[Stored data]
_ _ _ _ _
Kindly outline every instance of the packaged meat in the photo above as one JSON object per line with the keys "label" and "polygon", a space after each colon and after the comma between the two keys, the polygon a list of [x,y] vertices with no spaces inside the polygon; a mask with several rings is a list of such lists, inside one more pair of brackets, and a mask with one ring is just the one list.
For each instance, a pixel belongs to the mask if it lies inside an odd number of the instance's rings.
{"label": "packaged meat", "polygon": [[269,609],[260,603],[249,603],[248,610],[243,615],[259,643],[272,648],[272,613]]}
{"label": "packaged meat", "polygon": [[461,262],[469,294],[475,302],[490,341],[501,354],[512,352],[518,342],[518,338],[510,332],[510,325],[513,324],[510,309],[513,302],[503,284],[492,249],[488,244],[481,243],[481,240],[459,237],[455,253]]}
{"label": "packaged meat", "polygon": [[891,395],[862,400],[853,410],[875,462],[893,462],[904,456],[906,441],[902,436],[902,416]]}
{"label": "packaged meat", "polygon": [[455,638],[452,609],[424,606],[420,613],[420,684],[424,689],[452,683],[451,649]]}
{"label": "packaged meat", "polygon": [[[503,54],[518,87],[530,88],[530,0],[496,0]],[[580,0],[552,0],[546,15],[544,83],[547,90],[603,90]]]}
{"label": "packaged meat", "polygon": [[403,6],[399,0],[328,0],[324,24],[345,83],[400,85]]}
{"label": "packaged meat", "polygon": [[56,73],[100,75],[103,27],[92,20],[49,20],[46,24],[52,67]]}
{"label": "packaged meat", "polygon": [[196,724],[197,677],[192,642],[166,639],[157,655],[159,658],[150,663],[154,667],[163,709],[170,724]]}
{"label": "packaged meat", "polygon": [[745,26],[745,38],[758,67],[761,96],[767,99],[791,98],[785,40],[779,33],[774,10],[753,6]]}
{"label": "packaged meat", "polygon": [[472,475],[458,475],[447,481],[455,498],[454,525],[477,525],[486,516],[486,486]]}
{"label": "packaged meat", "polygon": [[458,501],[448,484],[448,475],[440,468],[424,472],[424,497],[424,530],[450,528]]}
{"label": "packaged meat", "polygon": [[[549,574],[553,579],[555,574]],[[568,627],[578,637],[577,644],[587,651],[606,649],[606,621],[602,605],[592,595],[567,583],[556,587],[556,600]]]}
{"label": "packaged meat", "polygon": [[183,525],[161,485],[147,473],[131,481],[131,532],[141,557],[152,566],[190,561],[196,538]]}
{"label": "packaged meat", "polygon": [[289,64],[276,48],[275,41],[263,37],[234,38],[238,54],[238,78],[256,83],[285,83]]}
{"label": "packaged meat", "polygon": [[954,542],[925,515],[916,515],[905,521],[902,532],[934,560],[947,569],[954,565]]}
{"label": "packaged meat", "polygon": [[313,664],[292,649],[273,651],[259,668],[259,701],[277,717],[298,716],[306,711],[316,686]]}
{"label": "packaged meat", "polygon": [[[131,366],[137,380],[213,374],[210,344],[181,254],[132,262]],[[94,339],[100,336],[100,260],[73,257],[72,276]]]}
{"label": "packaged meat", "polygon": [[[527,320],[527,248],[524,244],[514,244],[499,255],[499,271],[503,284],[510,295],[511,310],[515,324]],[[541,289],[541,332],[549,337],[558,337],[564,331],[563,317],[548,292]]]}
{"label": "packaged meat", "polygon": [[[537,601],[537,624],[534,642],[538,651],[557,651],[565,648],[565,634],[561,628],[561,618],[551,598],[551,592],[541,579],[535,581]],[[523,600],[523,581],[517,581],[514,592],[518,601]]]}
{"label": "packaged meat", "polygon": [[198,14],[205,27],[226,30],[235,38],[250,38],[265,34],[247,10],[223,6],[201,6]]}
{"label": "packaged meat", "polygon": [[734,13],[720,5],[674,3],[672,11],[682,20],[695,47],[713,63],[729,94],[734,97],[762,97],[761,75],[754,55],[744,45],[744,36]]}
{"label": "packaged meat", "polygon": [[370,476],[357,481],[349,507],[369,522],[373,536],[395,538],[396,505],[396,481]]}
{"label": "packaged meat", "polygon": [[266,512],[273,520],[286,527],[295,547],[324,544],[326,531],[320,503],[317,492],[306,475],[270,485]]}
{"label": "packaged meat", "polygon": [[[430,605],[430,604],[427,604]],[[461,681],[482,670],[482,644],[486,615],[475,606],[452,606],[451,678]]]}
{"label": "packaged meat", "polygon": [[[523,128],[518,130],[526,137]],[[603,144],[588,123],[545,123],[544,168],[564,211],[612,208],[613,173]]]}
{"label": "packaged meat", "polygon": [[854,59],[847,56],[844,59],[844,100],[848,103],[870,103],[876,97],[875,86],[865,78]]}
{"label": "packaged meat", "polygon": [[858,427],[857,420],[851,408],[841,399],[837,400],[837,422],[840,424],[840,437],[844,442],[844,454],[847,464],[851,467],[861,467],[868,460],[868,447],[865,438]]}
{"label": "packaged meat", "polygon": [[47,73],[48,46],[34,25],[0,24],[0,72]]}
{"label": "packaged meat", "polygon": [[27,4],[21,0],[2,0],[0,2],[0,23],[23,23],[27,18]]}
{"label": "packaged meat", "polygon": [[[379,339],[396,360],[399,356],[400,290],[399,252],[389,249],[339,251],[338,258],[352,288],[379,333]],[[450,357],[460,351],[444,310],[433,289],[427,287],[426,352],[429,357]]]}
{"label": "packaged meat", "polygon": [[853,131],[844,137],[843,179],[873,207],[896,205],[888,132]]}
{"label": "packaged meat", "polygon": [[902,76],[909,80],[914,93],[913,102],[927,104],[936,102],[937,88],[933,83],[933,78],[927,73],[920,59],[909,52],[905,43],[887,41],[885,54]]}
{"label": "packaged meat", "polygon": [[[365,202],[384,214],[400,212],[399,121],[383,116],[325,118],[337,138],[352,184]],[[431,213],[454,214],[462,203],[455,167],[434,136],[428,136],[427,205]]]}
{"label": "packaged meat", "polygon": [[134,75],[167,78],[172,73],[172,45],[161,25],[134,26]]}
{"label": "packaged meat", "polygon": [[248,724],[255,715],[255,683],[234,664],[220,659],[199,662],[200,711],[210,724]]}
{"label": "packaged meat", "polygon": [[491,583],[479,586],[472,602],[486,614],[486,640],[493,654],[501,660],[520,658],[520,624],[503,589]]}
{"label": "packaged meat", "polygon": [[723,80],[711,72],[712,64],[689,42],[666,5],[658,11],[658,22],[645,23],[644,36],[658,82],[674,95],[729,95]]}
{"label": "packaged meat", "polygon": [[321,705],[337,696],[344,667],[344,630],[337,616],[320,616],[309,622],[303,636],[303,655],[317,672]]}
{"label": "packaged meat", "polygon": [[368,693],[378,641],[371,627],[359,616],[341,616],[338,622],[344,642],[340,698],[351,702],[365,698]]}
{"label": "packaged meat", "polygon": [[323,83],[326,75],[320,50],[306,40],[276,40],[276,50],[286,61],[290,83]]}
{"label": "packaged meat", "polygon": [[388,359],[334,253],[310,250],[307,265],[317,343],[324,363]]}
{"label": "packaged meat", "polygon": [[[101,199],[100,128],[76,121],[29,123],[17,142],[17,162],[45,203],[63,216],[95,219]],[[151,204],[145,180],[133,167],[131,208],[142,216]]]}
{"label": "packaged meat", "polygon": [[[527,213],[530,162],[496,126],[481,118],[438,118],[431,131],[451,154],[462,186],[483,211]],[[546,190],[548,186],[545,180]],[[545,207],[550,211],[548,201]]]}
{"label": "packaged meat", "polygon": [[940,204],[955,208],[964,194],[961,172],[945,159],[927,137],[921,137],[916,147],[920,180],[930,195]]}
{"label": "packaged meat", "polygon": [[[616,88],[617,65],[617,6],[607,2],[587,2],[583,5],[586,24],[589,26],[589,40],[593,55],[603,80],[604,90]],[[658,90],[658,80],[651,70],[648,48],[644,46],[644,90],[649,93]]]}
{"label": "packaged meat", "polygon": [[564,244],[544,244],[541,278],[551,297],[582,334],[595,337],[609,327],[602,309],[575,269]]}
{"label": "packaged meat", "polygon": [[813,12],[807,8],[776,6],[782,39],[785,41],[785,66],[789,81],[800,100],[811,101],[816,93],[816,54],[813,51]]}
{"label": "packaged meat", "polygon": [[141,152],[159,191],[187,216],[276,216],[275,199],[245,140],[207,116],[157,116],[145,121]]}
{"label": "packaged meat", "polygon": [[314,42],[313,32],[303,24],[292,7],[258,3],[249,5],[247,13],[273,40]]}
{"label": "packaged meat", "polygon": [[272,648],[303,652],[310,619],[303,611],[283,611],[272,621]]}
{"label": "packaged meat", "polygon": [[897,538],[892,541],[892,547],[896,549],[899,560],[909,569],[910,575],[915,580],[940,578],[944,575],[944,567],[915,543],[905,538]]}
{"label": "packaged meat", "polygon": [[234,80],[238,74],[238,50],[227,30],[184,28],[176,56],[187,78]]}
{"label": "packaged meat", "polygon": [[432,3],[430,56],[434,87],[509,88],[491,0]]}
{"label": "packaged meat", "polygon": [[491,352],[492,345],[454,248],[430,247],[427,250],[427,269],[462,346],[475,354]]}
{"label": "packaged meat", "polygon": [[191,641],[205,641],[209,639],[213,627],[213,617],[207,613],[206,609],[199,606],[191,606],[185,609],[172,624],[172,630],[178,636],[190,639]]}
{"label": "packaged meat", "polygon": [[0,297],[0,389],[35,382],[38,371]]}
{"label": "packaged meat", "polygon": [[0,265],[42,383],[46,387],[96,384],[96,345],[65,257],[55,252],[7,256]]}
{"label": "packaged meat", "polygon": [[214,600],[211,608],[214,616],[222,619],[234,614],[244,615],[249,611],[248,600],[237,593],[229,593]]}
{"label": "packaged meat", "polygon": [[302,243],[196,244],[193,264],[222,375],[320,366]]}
_ _ _ _ _
→ TASK BRIEF: From the records given above, copy all lines containing "rings".

→ WRITTEN ANSWER:
Kindly outline every instance of the packaged meat in the photo above as one JSON object per line with the keys "label" and "polygon", a space after each colon and after the comma between the two keys, the polygon a list of [x,y] vertices with no spaces inside the polygon; a mask with several rings is a list of such lists, inside one more pair of brackets, and a mask with one ring is just the one list.
For each instance, a pixel belongs to the mask if it lies inside an odd number of the instance's rings.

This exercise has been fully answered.